Przybywa przestępstw, których celem jest wprowadzenie do obrotu środków finansowych z nielegalnych źródeł. Zwalczać takie zachowania muszą nie tylko banki, lecz także właściciele kantorów, jubilerzy i notariusze
Tylko w ostatnim roku generalny inspektor informacji finansowej zarejestrował prawie dwa tysiące zawiadomień opisowych o działalności i podejrzanych transakcjach finansowych. Najczęściej zawierały one dane na temat kilkunastu transakcji, które w ocenie podmiotów zgłaszających mogły być związane z praniem brudnych pieniędzy lub finasowaniem terroryzmu. W dalszym ciągu największą ilość podejrzanych transakcji przekazują banki. Zauważalna jest jednak co- raz większa ilość zawiadomień od notariuszy, radców prawnych i adwokatów. Podobne informacje przekazują też doradcy podatkowi, biegli rewidenci i księgowi.

---+---

ZADANIE 1
Ile zawiadomień opisowych zarejestrował w ostatnim roku generalny inspektor informacji finansowej według fragmentu o praniu brudnych pieniędzy?
ZADANIE 2
Przepisz z fragmentu o praniu brudnych pieniędzy odcinek od „Przybywa przestępstw, których” do „rewidenci i księgowi.”, zamieniając „banki” na „instytucje kredytowe”.
ZADANIE 3
Proszę skrócić akapit z fragmentu o praniu brudnych pieniędzy zaczynający się od „Tylko w ostatnim roku”, zachowując jego główne fakty.

ZAWARTOŚĆ ZBIORU DANYCH
---+---

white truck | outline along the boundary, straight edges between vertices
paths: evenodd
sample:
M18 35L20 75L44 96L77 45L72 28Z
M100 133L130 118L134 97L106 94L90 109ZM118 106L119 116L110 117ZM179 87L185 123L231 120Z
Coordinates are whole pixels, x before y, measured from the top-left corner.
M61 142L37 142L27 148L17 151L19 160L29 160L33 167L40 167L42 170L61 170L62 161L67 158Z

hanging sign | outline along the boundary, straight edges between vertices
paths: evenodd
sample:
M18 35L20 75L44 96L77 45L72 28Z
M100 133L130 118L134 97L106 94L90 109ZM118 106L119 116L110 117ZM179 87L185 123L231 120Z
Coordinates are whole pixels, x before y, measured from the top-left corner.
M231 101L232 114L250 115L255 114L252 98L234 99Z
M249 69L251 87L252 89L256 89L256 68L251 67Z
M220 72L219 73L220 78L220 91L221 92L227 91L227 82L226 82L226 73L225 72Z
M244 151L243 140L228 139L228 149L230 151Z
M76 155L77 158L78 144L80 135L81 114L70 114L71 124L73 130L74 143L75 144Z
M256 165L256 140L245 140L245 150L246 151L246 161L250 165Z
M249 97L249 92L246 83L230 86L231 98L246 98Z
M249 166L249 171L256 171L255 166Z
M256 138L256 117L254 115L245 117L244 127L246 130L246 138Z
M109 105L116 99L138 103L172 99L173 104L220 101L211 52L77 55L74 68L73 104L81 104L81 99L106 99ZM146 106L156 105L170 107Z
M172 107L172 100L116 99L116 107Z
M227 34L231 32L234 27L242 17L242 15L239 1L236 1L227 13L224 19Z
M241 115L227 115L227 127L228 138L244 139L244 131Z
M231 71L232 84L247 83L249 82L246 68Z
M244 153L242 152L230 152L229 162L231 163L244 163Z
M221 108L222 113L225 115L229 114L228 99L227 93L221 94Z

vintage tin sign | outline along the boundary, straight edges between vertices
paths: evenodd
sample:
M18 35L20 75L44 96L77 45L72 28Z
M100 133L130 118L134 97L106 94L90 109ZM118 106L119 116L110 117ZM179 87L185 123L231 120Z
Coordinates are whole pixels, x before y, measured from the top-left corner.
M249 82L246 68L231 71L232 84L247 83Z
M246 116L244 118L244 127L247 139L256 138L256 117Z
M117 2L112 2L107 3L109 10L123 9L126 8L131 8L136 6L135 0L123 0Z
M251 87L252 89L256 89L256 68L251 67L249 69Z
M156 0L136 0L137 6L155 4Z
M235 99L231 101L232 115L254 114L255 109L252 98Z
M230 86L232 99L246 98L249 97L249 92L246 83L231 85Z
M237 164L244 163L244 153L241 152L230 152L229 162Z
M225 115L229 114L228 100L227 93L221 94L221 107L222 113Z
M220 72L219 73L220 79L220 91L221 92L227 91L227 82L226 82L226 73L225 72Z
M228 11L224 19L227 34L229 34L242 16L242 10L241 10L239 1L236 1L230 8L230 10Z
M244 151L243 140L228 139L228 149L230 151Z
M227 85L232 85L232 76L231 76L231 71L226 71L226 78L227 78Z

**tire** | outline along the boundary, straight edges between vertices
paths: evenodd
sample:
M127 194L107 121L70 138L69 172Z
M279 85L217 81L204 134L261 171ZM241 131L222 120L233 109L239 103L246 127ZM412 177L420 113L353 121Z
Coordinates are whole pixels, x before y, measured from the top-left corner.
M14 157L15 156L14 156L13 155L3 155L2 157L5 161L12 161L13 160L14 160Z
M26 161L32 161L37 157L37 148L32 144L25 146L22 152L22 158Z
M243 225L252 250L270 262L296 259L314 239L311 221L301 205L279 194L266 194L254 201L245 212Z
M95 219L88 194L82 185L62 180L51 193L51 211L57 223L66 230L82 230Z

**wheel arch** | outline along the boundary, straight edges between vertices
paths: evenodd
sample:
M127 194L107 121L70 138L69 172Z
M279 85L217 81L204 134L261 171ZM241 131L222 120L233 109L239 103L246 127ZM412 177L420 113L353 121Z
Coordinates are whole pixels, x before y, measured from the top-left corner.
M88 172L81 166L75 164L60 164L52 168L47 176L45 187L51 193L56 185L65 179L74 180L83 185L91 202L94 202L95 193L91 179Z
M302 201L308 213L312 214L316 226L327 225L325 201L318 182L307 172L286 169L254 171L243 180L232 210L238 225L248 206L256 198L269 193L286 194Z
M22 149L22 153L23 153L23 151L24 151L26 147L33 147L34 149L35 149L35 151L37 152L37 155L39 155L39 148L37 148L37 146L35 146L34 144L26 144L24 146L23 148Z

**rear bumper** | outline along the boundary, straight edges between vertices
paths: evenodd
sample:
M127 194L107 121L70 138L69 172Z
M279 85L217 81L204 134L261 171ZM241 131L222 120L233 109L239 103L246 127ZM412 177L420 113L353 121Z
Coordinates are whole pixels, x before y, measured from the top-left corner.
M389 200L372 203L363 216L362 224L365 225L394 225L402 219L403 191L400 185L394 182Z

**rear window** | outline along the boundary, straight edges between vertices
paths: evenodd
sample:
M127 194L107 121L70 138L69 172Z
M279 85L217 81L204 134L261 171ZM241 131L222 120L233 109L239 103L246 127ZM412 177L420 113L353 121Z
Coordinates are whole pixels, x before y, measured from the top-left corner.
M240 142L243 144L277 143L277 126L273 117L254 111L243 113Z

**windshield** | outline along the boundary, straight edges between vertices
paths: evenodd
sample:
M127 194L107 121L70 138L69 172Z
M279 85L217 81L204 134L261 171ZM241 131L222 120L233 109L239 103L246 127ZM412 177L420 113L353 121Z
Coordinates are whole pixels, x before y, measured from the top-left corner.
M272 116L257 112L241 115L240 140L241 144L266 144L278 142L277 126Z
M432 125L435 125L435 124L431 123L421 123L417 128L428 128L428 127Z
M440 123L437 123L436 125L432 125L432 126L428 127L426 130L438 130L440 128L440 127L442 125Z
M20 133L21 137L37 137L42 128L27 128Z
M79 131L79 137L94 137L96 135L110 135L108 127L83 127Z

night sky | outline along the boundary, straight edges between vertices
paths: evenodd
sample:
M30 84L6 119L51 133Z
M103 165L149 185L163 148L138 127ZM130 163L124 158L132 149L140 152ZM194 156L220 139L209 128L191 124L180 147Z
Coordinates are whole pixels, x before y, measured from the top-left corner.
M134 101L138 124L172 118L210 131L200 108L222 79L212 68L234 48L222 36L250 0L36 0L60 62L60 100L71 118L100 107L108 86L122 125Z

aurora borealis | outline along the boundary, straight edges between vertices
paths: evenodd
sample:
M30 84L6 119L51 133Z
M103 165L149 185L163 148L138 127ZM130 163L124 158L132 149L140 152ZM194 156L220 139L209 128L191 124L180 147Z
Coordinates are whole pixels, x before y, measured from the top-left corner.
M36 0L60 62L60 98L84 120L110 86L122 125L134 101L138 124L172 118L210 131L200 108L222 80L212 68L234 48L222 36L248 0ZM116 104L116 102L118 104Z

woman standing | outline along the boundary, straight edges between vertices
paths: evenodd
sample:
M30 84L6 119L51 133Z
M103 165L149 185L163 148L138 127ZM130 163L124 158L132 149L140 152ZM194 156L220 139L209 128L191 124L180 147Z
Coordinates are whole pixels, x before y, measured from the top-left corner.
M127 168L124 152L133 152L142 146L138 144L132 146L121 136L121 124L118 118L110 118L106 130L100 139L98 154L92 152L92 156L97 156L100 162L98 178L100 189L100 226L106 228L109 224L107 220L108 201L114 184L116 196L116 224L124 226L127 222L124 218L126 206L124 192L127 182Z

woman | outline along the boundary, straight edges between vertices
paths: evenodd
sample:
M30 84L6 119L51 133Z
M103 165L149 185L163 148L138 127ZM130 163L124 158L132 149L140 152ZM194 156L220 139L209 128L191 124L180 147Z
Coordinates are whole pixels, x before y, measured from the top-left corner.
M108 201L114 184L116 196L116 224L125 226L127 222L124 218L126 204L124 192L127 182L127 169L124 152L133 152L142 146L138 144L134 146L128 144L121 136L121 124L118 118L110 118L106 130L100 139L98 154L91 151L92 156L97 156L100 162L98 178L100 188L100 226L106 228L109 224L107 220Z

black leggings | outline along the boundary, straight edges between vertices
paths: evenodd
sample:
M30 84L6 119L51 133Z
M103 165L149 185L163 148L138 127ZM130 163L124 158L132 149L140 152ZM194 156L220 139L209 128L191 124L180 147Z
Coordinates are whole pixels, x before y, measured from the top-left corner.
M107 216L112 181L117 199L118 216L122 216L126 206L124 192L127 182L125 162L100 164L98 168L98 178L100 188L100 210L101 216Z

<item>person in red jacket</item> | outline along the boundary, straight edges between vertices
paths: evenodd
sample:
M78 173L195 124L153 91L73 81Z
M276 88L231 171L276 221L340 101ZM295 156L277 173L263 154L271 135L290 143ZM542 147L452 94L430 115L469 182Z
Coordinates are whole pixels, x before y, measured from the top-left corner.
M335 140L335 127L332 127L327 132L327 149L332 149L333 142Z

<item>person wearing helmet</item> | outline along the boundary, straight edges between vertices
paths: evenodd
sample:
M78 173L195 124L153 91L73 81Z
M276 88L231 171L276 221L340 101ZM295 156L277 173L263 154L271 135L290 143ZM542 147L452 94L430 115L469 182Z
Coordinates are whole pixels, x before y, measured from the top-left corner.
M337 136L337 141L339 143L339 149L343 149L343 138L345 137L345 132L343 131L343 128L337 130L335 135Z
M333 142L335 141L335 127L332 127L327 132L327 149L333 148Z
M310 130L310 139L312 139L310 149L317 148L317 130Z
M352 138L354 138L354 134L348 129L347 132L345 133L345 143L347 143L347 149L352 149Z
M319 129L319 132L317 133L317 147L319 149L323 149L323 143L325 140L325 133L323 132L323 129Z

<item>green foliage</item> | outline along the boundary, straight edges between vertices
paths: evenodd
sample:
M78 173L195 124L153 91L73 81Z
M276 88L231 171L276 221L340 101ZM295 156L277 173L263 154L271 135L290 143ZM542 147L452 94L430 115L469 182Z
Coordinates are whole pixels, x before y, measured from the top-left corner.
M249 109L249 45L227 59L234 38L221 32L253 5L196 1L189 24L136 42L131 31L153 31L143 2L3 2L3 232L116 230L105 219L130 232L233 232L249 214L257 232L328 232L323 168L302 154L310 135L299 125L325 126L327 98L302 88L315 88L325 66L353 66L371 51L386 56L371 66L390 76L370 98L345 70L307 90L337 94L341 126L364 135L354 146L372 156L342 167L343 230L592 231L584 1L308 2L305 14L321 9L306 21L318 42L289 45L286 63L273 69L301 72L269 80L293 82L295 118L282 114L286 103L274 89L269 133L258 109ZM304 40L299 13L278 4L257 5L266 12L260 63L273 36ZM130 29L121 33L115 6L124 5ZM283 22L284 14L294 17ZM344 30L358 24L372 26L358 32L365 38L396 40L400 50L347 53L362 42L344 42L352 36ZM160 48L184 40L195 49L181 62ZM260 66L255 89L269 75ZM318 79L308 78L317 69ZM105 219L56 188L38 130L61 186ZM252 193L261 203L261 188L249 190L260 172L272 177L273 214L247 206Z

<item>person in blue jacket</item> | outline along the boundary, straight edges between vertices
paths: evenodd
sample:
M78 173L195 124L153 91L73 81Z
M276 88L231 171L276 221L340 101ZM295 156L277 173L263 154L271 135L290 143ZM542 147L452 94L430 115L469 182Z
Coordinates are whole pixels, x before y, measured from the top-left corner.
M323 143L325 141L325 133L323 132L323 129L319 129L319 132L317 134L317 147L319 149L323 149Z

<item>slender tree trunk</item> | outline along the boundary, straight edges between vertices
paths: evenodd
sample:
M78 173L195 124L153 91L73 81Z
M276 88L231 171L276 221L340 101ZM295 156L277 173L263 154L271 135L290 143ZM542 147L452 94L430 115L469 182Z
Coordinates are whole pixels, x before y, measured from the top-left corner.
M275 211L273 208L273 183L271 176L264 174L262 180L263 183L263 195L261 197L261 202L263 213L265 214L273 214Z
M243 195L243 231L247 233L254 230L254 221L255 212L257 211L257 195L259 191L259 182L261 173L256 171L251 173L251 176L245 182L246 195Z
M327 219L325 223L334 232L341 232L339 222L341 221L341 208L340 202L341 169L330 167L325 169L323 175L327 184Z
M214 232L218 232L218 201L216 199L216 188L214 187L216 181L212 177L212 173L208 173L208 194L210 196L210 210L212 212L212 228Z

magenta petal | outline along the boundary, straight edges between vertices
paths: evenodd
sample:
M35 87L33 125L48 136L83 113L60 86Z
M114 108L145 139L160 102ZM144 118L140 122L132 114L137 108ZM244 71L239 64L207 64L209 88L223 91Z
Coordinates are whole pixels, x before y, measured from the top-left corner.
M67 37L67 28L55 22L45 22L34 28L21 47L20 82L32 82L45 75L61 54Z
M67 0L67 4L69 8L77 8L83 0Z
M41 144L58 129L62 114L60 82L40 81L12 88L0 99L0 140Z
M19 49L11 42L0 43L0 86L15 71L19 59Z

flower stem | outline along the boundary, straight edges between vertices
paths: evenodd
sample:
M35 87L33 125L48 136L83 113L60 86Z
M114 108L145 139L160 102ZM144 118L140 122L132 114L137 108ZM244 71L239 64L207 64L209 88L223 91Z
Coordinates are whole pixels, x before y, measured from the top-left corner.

---+---

POPRAWNA ODPOWIEDŹ 1
Prawie dwa tysiące.

POPRAWNA ODPOWIEDŹ 2
Przybywa przestępstw, których celem jest wprowadzenie do obrotu środków finansowych z nielegalnych źródeł. Zwalczać takie zachowania muszą nie tylko instytucje kredytowe, lecz także właściciele kantorów, jubilerzy i notariusze
Tylko w ostatnim roku generalny inspektor informacji finansowej zarejestrował prawie dwa tysiące zawiadomień opisowych o działalności i podejrzanych transakcjach finansowych. Najczęściej zawierały one dane na temat kilkunastu transakcji, które w ocenie podmiotów zgłaszających mogły być związane z praniem brudnych pieniędzy lub finasowaniem terroryzmu. W dalszym ciągu największą ilość podejrzanych transakcji przekazują instytucje kredytowe. Zauważalna jest jednak co- raz większa ilość zawiadomień od notariuszy, radców prawnych i adwokatów. Podobne informacje przekazują też doradcy podatkowi, biegli rewidenci i księgowi.

POPRAWNA ODPOWIEDŹ 3
W ostatnim roku generalny inspektor informacji finansowej zarejestrował prawie dwa tysiące zawiadomień opisowych. Najczęściej dotyczyły one kilkunastu transakcji, które zgłaszający uznali za mogące mieć związek z praniem brudnych pieniędzy lub finansowaniem terroryzmu. Najwięcej podejrzanych transakcji wciąż zgłaszają banki, ale przybywa zawiadomień od notariuszy, radców prawnych i adwokatów. Podobne informacje przekazują też doradcy podatkowi, biegli rewidenci i księgowi.